◆ **Quoted text**
Punishment can range from receiving severe beatings with sticks or other blunt object to being forced to consume human excreta, a common practice in the plains area of Nepal. Women who are accused of witchcraft may be marked with soot on their faces or garlands of shoes around their necks. These traumatized women are forced to endure mental and physical torture that can lead to ostracization, emotional disturbance and even death.

In Terhathum, there is a rock called ‘boksimara’ which translates to “witch killer stone”. It is said that 200 years ago, accused women were taken to boksimara to be hanged from its precipice. To this day, these types of outdated customs and traditions continue to be prevalent among various castes and tribes. Laxmi Maya Nepali, a victim and inhabitant of Shrijung Village Development committee from Terhathum expresses her pain of being accused of being a witch:"I had to stay alone in an old house, it was difficult to move around for me, people used to call me witch; even my own relatives did not let me stay at home    accusing me of being a witch. One of my relatives gave birth to a dead baby and they accused me as their baby was dead because of my witchcraft powers. Even my son was badly beaten by his own nephew.”The atrocities that these women face can also prevent them from equal access to education. Without the tools to succeed academically, the accused women are not able to change their societal status. The traditional ways and superstitious beliefs of Nepali culture trap accused women in a vicious cycle. This continues as they are denied opportunities to educate themselves and they are forced to suffer, oftentimes in poverty, for the rest of their lives.

The legal system has done nothing to address the horrors that Nepali women suffer to this day if they are accused of witchcraft. The state has not formulated any concrete law regarding the “crime of witchcraft”. The Nepali legal system also does not have provisions to punish individuals who have been involved in witch-hunts. If an individual has a complaint filed against them and they are found guilty, they are only imprisoned for a short period of time and may walk away with a fine. Section 10 of Muluki Ain or the National Civil Code states that if a person makes an accusation of witchcraft, they shall be jailed for three months to two years or fined five thousand to twenty-five thousand Nepalese Rupees or both. This is the only punishment for those who would commit atrocities against innocent women.

India

Belief in the supernatural is strong in certain parts of India, and lynchings for witchcraft are reported in the press from time to time. According to the Indian National Crime Records Bureau, at least 2100 suspected witches (known as dayan) were murdered between 2000 and 2012. It is believed that an average of over 150 women per year are killed accused of being witches, concentrated across central India. Murder is commonly carried out by means of being burned, hacked or bludgeoned to death, often preceded by ritual humiliation, such as being stripped naked, smeared with filth and forced to eat excrement. For those accused of witchcraft who are not murdered, nearly all suffer permanent ostracism or banishment and their families face social stigma.

ChinaGong Tau in Hokkien, Teochew in Cantonese or Jiang Tou in Mandarin is the term used when someone is suspected of having been attacked by black magic and is believed to be a fusion of poison skills which originated in Yunnan, China and witchcraft seen in South East Asia. It is used to either seek revenge, resolve relationship issues or even to assist with money problems.

◆ **Supplied data**
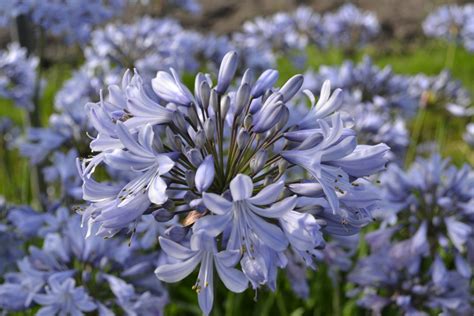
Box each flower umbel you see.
[81,52,388,314]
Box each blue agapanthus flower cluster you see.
[323,3,380,48]
[232,7,326,69]
[423,4,474,51]
[464,123,474,147]
[0,43,40,110]
[302,57,417,158]
[20,17,231,168]
[410,70,474,116]
[0,207,168,316]
[0,0,126,44]
[233,4,379,70]
[349,154,474,315]
[81,52,389,314]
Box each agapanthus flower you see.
[0,208,167,315]
[423,4,474,51]
[349,154,474,315]
[81,52,388,314]
[0,43,38,110]
[349,225,473,315]
[302,57,417,160]
[0,0,126,44]
[381,154,474,260]
[323,3,380,47]
[409,70,474,116]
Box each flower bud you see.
[204,117,216,140]
[188,106,199,127]
[185,170,196,188]
[194,130,206,148]
[280,75,304,102]
[244,114,253,130]
[252,69,278,98]
[199,81,211,110]
[221,96,230,117]
[165,226,189,242]
[216,51,238,94]
[209,89,219,113]
[240,69,255,87]
[250,150,268,173]
[237,128,249,148]
[194,155,216,193]
[186,148,202,166]
[234,83,250,116]
[194,72,206,107]
[173,111,188,133]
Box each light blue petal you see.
[230,173,253,202]
[202,193,232,215]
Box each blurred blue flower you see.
[423,4,474,51]
[323,3,380,47]
[0,0,125,44]
[0,43,38,111]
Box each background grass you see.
[0,41,474,316]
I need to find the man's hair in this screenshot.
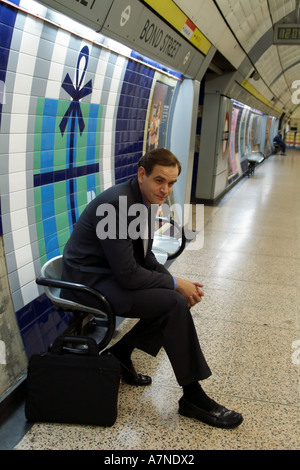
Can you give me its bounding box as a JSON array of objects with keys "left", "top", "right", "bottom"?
[{"left": 138, "top": 148, "right": 181, "bottom": 176}]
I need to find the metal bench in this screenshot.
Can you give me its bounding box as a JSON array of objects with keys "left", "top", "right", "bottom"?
[{"left": 247, "top": 152, "right": 265, "bottom": 176}]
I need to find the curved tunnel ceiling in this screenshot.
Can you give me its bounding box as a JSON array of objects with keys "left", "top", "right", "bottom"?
[{"left": 174, "top": 0, "right": 300, "bottom": 118}]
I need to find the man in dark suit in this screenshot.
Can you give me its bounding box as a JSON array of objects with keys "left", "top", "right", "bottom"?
[{"left": 62, "top": 149, "right": 243, "bottom": 428}]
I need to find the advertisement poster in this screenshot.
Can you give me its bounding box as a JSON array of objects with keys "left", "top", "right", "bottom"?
[
  {"left": 228, "top": 108, "right": 239, "bottom": 178},
  {"left": 146, "top": 77, "right": 175, "bottom": 151}
]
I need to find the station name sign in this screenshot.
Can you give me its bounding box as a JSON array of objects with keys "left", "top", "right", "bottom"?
[{"left": 139, "top": 19, "right": 182, "bottom": 59}]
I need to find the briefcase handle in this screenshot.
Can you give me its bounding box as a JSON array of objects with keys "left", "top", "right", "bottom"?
[{"left": 50, "top": 336, "right": 99, "bottom": 356}]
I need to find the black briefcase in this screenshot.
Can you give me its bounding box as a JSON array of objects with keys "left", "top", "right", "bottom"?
[{"left": 25, "top": 336, "right": 120, "bottom": 426}]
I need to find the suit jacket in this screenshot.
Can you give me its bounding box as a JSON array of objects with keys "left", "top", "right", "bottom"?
[{"left": 61, "top": 179, "right": 174, "bottom": 313}]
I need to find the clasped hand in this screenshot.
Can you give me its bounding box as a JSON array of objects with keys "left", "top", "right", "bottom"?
[{"left": 176, "top": 277, "right": 204, "bottom": 307}]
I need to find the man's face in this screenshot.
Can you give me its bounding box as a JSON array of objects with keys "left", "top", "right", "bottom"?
[{"left": 138, "top": 165, "right": 178, "bottom": 206}]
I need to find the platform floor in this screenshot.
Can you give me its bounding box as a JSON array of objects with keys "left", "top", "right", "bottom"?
[{"left": 15, "top": 150, "right": 300, "bottom": 450}]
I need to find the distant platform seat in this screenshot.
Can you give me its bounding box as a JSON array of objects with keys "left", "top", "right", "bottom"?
[
  {"left": 272, "top": 141, "right": 282, "bottom": 155},
  {"left": 247, "top": 152, "right": 265, "bottom": 176},
  {"left": 152, "top": 217, "right": 186, "bottom": 264},
  {"left": 36, "top": 217, "right": 186, "bottom": 351}
]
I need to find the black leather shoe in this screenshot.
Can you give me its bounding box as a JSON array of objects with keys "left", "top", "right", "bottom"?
[
  {"left": 101, "top": 349, "right": 152, "bottom": 386},
  {"left": 179, "top": 397, "right": 243, "bottom": 429},
  {"left": 120, "top": 362, "right": 152, "bottom": 386}
]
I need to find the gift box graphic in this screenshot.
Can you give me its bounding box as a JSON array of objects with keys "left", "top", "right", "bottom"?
[{"left": 33, "top": 46, "right": 103, "bottom": 262}]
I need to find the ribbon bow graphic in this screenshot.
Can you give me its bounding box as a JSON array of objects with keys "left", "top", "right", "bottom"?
[
  {"left": 59, "top": 46, "right": 92, "bottom": 135},
  {"left": 59, "top": 46, "right": 92, "bottom": 226}
]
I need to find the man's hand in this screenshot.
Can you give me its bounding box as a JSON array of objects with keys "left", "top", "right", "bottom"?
[{"left": 176, "top": 277, "right": 204, "bottom": 307}]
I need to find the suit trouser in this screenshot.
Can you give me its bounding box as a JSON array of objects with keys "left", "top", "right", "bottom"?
[{"left": 106, "top": 288, "right": 211, "bottom": 386}]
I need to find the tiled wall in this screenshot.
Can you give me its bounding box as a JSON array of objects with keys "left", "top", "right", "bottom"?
[{"left": 0, "top": 3, "right": 180, "bottom": 356}]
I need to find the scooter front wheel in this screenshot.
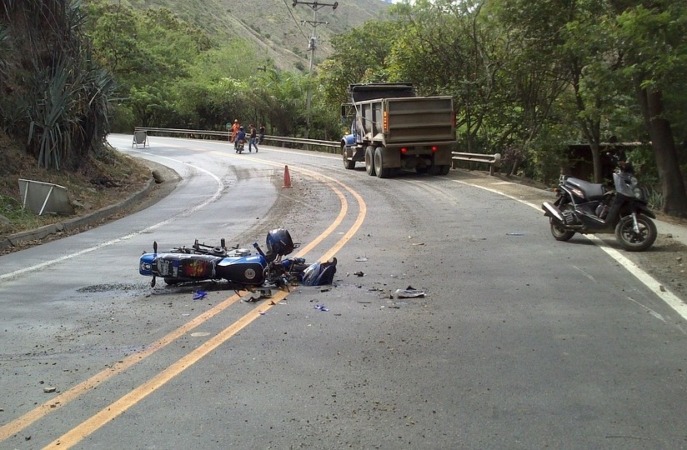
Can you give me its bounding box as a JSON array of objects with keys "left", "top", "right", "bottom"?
[
  {"left": 551, "top": 219, "right": 575, "bottom": 241},
  {"left": 615, "top": 215, "right": 658, "bottom": 252}
]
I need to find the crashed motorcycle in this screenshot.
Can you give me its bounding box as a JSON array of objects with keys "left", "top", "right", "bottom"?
[
  {"left": 138, "top": 228, "right": 336, "bottom": 291},
  {"left": 542, "top": 163, "right": 658, "bottom": 251}
]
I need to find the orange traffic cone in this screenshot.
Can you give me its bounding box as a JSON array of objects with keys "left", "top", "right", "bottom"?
[{"left": 284, "top": 166, "right": 291, "bottom": 188}]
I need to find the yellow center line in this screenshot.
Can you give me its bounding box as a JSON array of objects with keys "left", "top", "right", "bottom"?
[
  {"left": 0, "top": 295, "right": 241, "bottom": 442},
  {"left": 44, "top": 291, "right": 288, "bottom": 449},
  {"left": 39, "top": 163, "right": 367, "bottom": 449}
]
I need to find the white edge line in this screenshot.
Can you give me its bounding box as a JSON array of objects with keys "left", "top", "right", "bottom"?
[{"left": 451, "top": 180, "right": 687, "bottom": 320}]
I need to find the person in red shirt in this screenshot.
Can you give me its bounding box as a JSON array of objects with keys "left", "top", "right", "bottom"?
[{"left": 229, "top": 119, "right": 241, "bottom": 147}]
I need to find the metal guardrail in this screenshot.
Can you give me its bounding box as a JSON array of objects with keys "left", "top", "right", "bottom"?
[
  {"left": 134, "top": 127, "right": 501, "bottom": 175},
  {"left": 451, "top": 152, "right": 501, "bottom": 175},
  {"left": 134, "top": 127, "right": 340, "bottom": 153}
]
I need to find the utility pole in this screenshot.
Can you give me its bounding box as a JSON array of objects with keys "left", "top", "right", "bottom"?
[{"left": 293, "top": 0, "right": 339, "bottom": 138}]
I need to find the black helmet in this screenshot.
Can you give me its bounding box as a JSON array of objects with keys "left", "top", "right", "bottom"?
[{"left": 266, "top": 228, "right": 294, "bottom": 256}]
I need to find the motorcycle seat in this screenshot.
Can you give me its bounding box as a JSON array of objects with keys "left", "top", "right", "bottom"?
[{"left": 565, "top": 177, "right": 606, "bottom": 200}]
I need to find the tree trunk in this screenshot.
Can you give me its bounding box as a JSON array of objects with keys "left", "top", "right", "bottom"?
[{"left": 639, "top": 87, "right": 687, "bottom": 217}]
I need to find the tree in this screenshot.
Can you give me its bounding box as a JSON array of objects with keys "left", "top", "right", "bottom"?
[{"left": 614, "top": 1, "right": 687, "bottom": 217}]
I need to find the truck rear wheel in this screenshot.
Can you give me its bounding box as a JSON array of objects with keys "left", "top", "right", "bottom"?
[
  {"left": 365, "top": 145, "right": 376, "bottom": 176},
  {"left": 341, "top": 145, "right": 355, "bottom": 170},
  {"left": 375, "top": 147, "right": 392, "bottom": 178}
]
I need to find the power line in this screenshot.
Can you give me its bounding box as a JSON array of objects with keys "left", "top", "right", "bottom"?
[
  {"left": 293, "top": 0, "right": 339, "bottom": 137},
  {"left": 282, "top": 0, "right": 308, "bottom": 39}
]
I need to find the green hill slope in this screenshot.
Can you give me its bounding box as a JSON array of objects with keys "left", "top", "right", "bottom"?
[{"left": 111, "top": 0, "right": 389, "bottom": 69}]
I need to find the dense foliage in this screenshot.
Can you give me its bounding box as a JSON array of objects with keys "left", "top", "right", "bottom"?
[{"left": 0, "top": 0, "right": 687, "bottom": 216}]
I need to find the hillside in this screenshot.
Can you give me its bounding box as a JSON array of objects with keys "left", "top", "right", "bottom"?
[{"left": 110, "top": 0, "right": 390, "bottom": 69}]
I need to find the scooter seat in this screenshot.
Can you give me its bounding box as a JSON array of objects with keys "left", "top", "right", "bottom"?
[{"left": 565, "top": 177, "right": 606, "bottom": 200}]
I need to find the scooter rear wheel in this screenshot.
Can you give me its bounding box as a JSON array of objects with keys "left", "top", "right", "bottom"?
[
  {"left": 551, "top": 219, "right": 575, "bottom": 241},
  {"left": 615, "top": 215, "right": 658, "bottom": 252}
]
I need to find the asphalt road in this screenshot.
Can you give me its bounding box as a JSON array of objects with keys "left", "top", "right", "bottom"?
[{"left": 0, "top": 136, "right": 687, "bottom": 449}]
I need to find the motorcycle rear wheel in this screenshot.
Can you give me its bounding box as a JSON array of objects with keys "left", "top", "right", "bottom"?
[{"left": 615, "top": 215, "right": 658, "bottom": 252}]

◆ **What you have to do**
Write the next part of the passage on witchcraft accusations in Nepal, India and China, picking up after its final sentence. The entries have no connection to the passage on witchcraft accusations.

◆ **Solved problem**
Japan
In Japanese folklore the witch can commonly be separated into two categories: those who employ snakes as familiars, and those who employ foxes.

Fox employers

The fox witch is by far the most commonly seen witch figure in Japan. Differing regional beliefs set those who use foxes into two separate types: the kitsune-tsukai, and the kitsune-mochi.

The first of these, the kitsune-tsukai, gains his fox familiar by bribing it with its favourite foods. The kitsune-tsukai then strikes up a deal with the fox, typically promising food and daily care in return for the fox's magical services. The fox of Japanese folklore is a powerful trickster, imbued with powers of shape changing, possession, and illusion. These creatures can be either nefarious; disguising themselves as women in order to trap men, or they can be benign forces as in the story of 'The Grateful Foxes'. However, once a fox enters the employ of a man it almost exclusively becomes a force of evil to be feared.

A fox under the employ of a human can provide him with many services. The fox can turn invisible and be set out to find secrets and it still retains its many powers of illusion which its master will often put to use in order to trick his enemies. The most feared power the kitsune-tsukai'' possesses is his ability to command his fox to possess other humans.

In popular culture
Magical girl genre may be the most commonly known to feature witchcraft, but it appears liberally in any works of fiction where such supernatural power can exist, despite the fact that such magic resembles more of western witchcraft than an oriental counterpart. Evil witch antagonists, borne out of the European concept of witch, are popular; however, their powers rarely stem from worshipping devils.

Magical girl animation is typically referred to as mahō shōjo and majokko anime in Japan and the target audience is intended for female prepubescent viewers. The protagonists of these anime are normal schoolgirls who suddenly happen across a mystical item that transforms them into super-beings who have magical abilities. Despite the repetitive story lines that are supposed to be aimed at children, the magical girl genre brings attention to the surrounding gender roles and identities. Some argue that the magical girl genre is empowering for young audiences as the characters become superheroes who take down the bad guys. However, other theories accuse the magical girl anime of depicting an abundance of eroticism and violence.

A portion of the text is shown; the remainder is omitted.